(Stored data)
□ □ □

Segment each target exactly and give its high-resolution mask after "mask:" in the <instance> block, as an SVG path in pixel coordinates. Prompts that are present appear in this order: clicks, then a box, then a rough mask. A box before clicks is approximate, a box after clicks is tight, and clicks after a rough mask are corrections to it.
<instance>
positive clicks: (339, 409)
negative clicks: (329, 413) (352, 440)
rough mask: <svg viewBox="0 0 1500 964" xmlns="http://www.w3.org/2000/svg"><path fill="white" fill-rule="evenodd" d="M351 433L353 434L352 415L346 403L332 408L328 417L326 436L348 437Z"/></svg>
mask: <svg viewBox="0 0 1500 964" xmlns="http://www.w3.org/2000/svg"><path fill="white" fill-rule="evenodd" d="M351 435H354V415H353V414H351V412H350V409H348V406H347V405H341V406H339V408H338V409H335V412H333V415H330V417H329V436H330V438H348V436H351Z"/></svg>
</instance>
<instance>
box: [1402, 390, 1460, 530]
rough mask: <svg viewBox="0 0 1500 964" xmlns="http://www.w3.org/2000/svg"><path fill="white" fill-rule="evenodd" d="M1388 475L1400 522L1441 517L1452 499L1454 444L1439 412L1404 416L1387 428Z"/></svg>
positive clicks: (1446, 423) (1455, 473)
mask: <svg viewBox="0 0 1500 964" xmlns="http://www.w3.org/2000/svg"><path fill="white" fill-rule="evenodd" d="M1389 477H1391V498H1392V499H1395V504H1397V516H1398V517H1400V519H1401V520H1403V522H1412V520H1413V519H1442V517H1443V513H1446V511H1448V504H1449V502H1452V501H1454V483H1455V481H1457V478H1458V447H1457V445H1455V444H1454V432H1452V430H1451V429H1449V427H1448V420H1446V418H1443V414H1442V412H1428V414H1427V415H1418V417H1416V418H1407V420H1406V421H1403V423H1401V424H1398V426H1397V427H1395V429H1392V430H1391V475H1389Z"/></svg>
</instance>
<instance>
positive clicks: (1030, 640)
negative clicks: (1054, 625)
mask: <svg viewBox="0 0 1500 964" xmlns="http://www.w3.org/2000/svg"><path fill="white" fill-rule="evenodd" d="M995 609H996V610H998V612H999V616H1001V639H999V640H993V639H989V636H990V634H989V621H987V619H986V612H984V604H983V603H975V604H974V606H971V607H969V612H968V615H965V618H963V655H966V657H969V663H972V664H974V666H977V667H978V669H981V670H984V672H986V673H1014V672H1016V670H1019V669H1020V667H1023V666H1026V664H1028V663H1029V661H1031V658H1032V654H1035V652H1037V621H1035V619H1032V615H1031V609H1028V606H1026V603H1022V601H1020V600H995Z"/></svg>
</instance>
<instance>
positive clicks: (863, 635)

□ □ □

**Exercise directions**
Every entry is to be retyped word for word.

**Output for this exercise**
Segment each target exactly and give its high-resolution mask after "mask:" in the <instance> block, as an SVG path in pixel coordinates. Prompts that are present appear in this order: clicks, then a box, then a rough mask. A box before clicks is approximate, a box after clicks is tight, and clicks after a rough mask are corrections to it.
<instance>
positive clicks: (339, 409)
negative clicks: (329, 413) (352, 440)
rough mask: <svg viewBox="0 0 1500 964" xmlns="http://www.w3.org/2000/svg"><path fill="white" fill-rule="evenodd" d="M351 433L353 434L352 415L346 403L332 408L328 417L326 436L348 437Z"/></svg>
mask: <svg viewBox="0 0 1500 964" xmlns="http://www.w3.org/2000/svg"><path fill="white" fill-rule="evenodd" d="M351 435H354V415H353V414H351V412H350V409H348V406H347V405H341V406H339V408H338V409H335V412H333V415H330V417H329V436H330V438H348V436H351Z"/></svg>
</instance>
<instance>
box: [1402, 390, 1460, 530]
rough mask: <svg viewBox="0 0 1500 964" xmlns="http://www.w3.org/2000/svg"><path fill="white" fill-rule="evenodd" d="M1388 475L1400 522L1441 517L1452 499L1454 444L1439 412L1404 416L1387 428Z"/></svg>
positive clicks: (1446, 423) (1455, 473)
mask: <svg viewBox="0 0 1500 964" xmlns="http://www.w3.org/2000/svg"><path fill="white" fill-rule="evenodd" d="M1389 477H1391V498H1392V499H1395V504H1397V516H1398V517H1400V519H1401V520H1403V522H1412V520H1413V519H1442V517H1443V513H1446V511H1448V504H1449V502H1452V501H1454V483H1455V481H1457V478H1458V447H1457V445H1455V444H1454V432H1452V430H1451V429H1449V427H1448V420H1446V418H1443V414H1442V412H1428V414H1427V415H1418V417H1416V418H1407V420H1406V421H1403V423H1401V424H1398V426H1397V427H1395V429H1392V430H1391V475H1389Z"/></svg>
</instance>
<instance>
positive clicks: (1030, 640)
negative clicks: (1054, 625)
mask: <svg viewBox="0 0 1500 964" xmlns="http://www.w3.org/2000/svg"><path fill="white" fill-rule="evenodd" d="M995 609H996V610H998V612H999V616H1001V639H999V640H993V639H989V636H990V634H989V621H987V619H986V612H984V604H983V603H975V604H974V606H971V607H969V612H968V615H965V618H963V655H966V657H969V663H972V664H974V666H977V667H978V669H981V670H984V672H986V673H1014V672H1016V670H1019V669H1020V667H1023V666H1026V664H1028V663H1029V661H1031V658H1032V654H1035V652H1037V621H1035V619H1032V615H1031V609H1028V606H1026V603H1022V601H1020V600H995Z"/></svg>
</instance>
<instance>
positive clicks: (863, 635)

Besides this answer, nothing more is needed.